Assignment: Read the listing below and copy out each line where the word "negative" occurs.

○ ○ ○ ○ ○

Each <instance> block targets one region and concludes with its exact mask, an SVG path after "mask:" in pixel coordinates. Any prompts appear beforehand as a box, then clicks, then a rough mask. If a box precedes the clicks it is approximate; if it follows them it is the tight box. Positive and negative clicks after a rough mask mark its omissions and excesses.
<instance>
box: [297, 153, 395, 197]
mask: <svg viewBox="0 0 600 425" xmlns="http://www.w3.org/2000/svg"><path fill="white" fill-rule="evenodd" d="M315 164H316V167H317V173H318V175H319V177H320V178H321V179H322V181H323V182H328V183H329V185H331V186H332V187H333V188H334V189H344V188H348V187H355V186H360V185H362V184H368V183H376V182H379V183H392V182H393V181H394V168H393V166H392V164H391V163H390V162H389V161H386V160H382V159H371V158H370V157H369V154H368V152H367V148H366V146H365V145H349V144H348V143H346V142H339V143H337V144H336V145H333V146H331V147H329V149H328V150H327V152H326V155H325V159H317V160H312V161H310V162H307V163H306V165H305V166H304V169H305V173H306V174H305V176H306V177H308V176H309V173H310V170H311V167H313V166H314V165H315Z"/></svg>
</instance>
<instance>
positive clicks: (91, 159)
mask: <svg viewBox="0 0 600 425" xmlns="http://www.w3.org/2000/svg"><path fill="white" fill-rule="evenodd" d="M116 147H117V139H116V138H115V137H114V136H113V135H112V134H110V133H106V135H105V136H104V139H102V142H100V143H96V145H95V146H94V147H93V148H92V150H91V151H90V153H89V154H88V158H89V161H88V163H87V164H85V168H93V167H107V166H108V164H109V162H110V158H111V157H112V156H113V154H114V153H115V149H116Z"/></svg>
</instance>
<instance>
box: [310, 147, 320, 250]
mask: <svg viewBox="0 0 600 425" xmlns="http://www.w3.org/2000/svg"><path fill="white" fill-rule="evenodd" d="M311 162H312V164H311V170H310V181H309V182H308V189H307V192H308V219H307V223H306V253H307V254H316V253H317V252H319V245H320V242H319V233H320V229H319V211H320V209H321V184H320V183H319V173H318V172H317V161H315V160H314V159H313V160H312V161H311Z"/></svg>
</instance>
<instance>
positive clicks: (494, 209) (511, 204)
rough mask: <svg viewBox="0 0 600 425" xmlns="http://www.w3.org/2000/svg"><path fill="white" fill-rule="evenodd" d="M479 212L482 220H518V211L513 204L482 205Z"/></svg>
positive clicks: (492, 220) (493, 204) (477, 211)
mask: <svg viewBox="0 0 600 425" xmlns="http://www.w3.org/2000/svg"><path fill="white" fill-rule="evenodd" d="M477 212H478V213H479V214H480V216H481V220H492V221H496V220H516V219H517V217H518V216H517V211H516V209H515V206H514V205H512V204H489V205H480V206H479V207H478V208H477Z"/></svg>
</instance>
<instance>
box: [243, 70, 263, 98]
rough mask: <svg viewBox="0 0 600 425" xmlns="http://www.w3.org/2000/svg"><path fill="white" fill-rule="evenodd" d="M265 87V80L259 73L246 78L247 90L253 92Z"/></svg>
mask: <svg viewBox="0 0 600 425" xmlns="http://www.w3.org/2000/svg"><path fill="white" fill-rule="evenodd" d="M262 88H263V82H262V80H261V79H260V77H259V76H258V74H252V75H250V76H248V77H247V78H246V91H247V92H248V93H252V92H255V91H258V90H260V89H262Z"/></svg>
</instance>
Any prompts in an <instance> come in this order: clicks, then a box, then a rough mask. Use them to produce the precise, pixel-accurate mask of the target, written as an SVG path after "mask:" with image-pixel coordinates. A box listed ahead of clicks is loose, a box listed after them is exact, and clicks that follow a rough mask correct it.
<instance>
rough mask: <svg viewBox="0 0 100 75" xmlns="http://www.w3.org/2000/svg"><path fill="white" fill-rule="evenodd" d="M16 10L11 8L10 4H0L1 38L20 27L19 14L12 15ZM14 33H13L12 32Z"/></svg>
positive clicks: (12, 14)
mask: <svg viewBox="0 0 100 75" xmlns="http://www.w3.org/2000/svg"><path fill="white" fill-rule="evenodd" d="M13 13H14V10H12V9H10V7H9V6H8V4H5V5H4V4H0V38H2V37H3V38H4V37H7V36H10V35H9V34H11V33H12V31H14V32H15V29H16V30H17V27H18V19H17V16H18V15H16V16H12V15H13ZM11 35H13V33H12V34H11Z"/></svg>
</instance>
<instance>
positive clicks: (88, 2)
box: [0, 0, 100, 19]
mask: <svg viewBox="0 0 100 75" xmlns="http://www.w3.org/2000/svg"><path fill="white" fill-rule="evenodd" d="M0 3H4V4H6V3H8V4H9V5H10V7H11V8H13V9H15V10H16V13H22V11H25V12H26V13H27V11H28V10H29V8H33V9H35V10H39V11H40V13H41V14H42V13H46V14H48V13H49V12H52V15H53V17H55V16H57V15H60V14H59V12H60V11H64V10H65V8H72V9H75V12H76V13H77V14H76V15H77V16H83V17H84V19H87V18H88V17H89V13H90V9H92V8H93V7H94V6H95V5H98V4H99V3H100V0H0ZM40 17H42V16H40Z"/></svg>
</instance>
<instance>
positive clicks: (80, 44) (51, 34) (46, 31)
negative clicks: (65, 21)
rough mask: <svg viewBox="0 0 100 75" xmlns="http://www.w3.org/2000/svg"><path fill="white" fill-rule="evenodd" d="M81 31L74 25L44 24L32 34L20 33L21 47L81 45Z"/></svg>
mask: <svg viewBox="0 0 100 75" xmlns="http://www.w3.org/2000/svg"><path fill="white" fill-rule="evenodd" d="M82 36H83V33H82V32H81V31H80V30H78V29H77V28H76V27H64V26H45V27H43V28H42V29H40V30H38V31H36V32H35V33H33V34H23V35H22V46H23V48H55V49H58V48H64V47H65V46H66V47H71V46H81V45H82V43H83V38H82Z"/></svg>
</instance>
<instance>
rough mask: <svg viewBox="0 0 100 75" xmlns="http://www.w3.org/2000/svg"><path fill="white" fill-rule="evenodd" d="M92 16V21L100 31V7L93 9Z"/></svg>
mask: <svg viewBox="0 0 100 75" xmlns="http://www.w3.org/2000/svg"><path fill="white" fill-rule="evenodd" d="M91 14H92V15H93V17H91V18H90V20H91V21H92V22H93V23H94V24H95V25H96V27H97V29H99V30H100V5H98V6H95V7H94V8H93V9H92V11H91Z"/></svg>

○ ○ ○ ○ ○

Answer space:
Each <instance> block targets one region and concludes with its exact mask, an SVG path after "mask:" in pixel coordinates. Any prompts appear beforehand as a box, then clicks, then a rough mask. If a box precedes the clicks it is approximate; if it follows them it is the tight box. Positive and negative clicks after a rough mask mark its omissions and excesses.
negative clicks: (65, 21)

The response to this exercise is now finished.